• [Task details]:
Return each line from the items below that contains the word "horse", copying every such line unchanged.

• [Input material]:
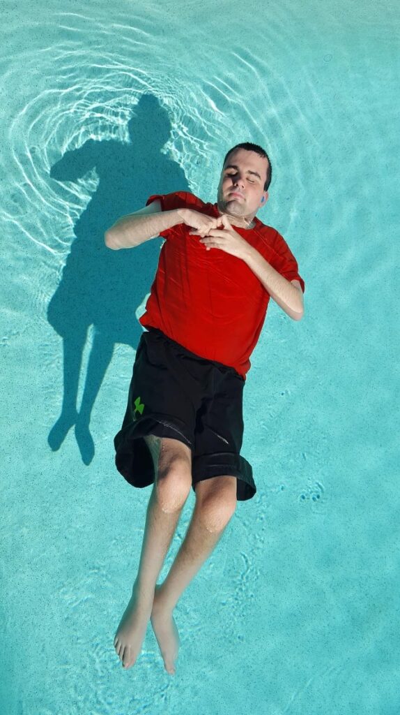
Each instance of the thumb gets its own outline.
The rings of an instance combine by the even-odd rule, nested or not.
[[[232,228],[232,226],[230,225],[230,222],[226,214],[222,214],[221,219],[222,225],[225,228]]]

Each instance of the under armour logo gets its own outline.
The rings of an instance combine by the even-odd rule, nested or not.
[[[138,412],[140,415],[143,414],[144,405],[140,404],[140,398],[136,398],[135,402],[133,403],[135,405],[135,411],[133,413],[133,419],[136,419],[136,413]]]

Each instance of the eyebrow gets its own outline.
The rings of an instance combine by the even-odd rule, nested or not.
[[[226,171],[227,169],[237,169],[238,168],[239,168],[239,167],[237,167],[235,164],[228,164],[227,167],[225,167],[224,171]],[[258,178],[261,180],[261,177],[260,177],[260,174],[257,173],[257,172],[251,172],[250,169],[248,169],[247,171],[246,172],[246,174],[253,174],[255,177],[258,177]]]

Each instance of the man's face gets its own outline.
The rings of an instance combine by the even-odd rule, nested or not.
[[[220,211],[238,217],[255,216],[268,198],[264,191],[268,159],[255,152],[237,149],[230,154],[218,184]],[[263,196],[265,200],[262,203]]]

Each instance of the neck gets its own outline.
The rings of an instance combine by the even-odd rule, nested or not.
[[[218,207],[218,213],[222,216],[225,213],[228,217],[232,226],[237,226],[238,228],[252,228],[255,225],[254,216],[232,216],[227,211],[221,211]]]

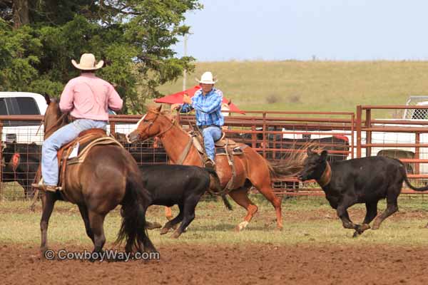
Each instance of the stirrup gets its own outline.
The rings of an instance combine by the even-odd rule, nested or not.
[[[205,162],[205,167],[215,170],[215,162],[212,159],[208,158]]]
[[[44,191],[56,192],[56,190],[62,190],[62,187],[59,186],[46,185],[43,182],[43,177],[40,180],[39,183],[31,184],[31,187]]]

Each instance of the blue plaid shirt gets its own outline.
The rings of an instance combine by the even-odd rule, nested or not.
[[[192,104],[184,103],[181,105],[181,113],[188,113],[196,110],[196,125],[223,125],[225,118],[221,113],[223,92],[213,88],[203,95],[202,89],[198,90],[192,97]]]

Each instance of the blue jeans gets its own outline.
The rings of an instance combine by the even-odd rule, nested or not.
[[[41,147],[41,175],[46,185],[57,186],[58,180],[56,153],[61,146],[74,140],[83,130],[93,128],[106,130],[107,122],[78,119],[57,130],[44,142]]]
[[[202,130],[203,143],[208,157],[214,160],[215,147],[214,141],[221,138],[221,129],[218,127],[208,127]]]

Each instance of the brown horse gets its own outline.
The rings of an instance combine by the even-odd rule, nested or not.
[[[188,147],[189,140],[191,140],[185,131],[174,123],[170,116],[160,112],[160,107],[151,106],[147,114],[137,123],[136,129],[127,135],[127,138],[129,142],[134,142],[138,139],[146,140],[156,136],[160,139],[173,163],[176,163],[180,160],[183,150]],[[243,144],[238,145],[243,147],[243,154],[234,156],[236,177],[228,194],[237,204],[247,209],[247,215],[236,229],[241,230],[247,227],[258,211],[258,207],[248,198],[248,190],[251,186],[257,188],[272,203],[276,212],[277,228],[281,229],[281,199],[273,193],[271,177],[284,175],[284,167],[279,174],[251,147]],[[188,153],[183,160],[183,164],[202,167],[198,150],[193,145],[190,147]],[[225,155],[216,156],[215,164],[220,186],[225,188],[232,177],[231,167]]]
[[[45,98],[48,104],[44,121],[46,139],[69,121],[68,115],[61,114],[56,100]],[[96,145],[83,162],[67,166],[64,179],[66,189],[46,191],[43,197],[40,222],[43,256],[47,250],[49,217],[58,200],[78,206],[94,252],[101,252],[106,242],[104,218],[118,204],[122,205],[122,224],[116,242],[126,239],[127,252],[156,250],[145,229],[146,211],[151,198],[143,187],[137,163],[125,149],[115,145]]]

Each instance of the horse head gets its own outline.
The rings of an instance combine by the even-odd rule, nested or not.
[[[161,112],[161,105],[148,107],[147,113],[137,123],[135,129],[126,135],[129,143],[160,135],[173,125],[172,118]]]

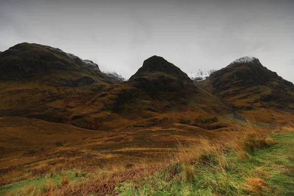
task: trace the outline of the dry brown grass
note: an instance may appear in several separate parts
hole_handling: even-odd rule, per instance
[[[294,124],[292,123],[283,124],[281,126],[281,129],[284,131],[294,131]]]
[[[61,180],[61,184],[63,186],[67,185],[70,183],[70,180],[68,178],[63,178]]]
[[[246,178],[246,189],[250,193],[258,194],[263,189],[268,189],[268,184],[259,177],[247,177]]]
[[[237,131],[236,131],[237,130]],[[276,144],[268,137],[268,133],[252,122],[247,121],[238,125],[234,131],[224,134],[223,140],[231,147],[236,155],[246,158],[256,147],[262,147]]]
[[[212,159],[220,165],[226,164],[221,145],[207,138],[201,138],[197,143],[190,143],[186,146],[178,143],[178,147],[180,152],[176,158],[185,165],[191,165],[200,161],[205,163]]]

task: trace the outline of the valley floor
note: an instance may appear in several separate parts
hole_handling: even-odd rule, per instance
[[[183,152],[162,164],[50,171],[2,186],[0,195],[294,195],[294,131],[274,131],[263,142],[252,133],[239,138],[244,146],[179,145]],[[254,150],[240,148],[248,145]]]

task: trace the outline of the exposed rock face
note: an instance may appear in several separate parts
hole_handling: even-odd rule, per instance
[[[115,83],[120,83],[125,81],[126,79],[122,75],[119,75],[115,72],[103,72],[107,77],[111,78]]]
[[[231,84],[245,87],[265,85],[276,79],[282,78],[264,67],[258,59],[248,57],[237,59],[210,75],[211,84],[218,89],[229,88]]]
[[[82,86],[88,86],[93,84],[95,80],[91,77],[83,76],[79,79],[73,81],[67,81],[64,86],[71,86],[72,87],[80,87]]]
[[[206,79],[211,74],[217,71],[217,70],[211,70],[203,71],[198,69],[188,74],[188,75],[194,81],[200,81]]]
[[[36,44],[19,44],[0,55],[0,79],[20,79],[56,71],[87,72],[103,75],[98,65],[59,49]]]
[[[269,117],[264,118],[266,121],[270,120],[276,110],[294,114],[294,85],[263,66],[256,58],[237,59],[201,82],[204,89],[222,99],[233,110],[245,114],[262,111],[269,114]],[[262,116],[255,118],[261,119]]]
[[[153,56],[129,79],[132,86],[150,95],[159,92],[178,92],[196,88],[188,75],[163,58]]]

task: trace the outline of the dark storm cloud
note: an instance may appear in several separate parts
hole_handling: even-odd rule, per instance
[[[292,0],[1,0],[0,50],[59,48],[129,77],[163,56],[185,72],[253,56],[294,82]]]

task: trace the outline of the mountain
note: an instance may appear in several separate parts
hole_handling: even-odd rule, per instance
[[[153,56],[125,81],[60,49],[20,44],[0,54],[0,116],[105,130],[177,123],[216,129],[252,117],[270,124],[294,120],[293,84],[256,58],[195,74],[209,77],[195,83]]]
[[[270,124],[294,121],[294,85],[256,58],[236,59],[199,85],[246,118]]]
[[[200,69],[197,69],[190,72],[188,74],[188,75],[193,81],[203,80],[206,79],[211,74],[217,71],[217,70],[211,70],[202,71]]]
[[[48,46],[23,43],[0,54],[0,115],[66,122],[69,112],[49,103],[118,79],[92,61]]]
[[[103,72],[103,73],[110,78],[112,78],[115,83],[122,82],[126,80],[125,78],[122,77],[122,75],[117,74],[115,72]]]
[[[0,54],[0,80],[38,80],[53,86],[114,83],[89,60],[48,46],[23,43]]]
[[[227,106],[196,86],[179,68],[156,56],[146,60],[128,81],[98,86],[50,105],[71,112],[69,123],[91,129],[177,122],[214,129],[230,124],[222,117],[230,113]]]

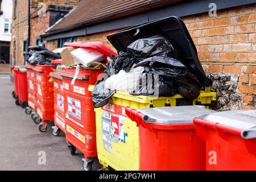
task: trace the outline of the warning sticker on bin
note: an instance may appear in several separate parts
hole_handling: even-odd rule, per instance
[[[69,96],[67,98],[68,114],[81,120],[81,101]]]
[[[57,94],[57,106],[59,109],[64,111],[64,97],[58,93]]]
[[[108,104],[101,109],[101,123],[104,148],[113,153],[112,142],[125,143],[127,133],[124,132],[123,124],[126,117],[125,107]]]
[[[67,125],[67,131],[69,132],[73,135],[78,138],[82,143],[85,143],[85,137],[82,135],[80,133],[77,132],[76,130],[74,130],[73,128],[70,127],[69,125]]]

• [Correct result]:
Each instance of the brown horse gets its own outline.
Each instance of the horse head gets its own outline.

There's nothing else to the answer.